**Written problem 1**
From the passage on sharing a Google Sheet with Power BI, extract the text beginning at the words "Google Share dialog" and ending after the words "enter my URL.".

While I could use a database, it's expensive. Some of my needs are low volumes of data, low frequency of updates, and the need to present raw data to others. For someone that wanted to share some data with friends, I need something simpler than a database to do that. Google Sheets fits a simple need for making a data set available publicly.

My sheet is shown below and is fairly simple. I enter some data in the B and C columns. The E, F, and G columns calculate some values based on that data.

Sample Google Sheet

To add this to my Power BI report, I needed the URL for this sheet, which I got by clicking the "Share" button in the upper right. This gave me a dialog like the one shown below. I set the bottom portion of this dialog to allow anyone with the link to view the data, which is what Power BI will do:

Google Share dialog

This gets my data available, now on to Power BI.

A Power BI Desktop Report

I like working in Power BI Desktop. I can muck around with data and experiment with visuals without the limitations of a web interface. I can save off my .pbix files and work with them offline. There might be a better way to make simple reports, but I prefer this application.

When I start a new report, I use the Get Data option. In here, I can enter "Sheet" in the search and find the Google Sheets option. I pick this and click Connect.

Getting data from Google Sheets

Once I do this, I get a new dialog where I enter my URL.

Google Sheets URL entry

This will connect and I can preview my data. There is a little work to get data ready, but I'll cover that in another article. For now, get data into Power BI.

Once my data is loaded, I can build a report, which I've done. I'll also cover how I set up this report in another article. Here's what I see in Power BI:

Report in Power BI Desktop

The details of the report aren't important. What is important is that I've logged into PowerBI.com, which you can see because I have an account in the upper right with my name. I created a free account with my personal email, so this isn't associated with any organization. If I log into powerbi.com, I can see the details of my account, which I've shown here:

Free power bi account

Since I've done this, I can click the "Publish" button in Power BI and send this report to my account. This brings up the Publish dialog. I didn't know what to do here, but accept the default "My workspace" and click Select.

**Raw data**
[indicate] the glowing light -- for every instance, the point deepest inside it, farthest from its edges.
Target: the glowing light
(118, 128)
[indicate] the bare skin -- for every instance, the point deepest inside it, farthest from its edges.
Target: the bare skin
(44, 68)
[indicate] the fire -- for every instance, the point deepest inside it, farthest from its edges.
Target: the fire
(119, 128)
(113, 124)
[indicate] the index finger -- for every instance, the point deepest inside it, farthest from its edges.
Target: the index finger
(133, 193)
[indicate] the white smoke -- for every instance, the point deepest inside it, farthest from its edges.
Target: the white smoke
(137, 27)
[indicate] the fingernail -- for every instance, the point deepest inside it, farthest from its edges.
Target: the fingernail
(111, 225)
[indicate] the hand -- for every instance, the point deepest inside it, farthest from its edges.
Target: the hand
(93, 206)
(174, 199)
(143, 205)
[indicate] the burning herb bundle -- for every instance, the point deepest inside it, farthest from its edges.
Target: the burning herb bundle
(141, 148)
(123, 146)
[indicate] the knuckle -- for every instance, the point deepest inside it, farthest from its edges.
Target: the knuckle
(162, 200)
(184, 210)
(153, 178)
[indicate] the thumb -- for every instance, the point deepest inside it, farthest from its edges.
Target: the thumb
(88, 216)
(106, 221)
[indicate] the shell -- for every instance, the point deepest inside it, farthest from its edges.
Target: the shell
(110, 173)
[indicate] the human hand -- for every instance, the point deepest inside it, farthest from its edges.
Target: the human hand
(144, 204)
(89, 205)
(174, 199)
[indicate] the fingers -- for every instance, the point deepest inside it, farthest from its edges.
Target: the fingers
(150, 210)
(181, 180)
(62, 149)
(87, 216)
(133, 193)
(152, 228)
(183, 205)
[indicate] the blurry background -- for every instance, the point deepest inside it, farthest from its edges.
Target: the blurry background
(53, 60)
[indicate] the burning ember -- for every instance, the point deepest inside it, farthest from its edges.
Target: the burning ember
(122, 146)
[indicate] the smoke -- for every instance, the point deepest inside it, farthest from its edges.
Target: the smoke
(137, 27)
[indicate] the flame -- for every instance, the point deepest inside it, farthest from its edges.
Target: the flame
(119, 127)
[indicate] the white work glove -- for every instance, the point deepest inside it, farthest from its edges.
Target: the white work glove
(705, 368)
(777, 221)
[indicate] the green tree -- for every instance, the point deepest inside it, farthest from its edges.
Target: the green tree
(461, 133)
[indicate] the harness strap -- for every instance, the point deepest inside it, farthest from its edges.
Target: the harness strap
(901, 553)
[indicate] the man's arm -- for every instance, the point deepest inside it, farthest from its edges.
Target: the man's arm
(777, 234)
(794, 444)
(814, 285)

**Written problem 2**
Copy the rows above starting at the line that has "[indicate] the blurry" and continuing through the last line of the rows, both ends included.

**Right answer 1**
Google Share dialog

This gets my data available, now on to Power BI.

A Power BI Desktop Report

I like working in Power BI Desktop. I can muck around with data and experiment with visuals without the limitations of a web interface. I can save off my .pbix files and work with them offline. There might be a better way to make simple reports, but I prefer this application.

When I start a new report, I use the Get Data option. In here, I can enter "Sheet" in the search and find the Google Sheets option. I pick this and click Connect.

Getting data from Google Sheets

Once I do this, I get a new dialog where I enter my URL.

**Right answer 2**
[indicate] the blurry background -- for every instance, the point deepest inside it, farthest from its edges.
Target: the blurry background
(53, 60)
[indicate] the burning ember -- for every instance, the point deepest inside it, farthest from its edges.
Target: the burning ember
(122, 146)
[indicate] the smoke -- for every instance, the point deepest inside it, farthest from its edges.
Target: the smoke
(137, 27)
[indicate] the flame -- for every instance, the point deepest inside it, farthest from its edges.
Target: the flame
(119, 127)
[indicate] the white work glove -- for every instance, the point deepest inside it, farthest from its edges.
Target: the white work glove
(705, 368)
(777, 221)
[indicate] the green tree -- for every instance, the point deepest inside it, farthest from its edges.
Target: the green tree
(461, 133)
[indicate] the harness strap -- for every instance, the point deepest inside it, farthest from its edges.
Target: the harness strap
(901, 553)
[indicate] the man's arm -- for every instance, the point deepest inside it, farthest from its edges.
Target: the man's arm
(777, 234)
(794, 444)
(814, 285)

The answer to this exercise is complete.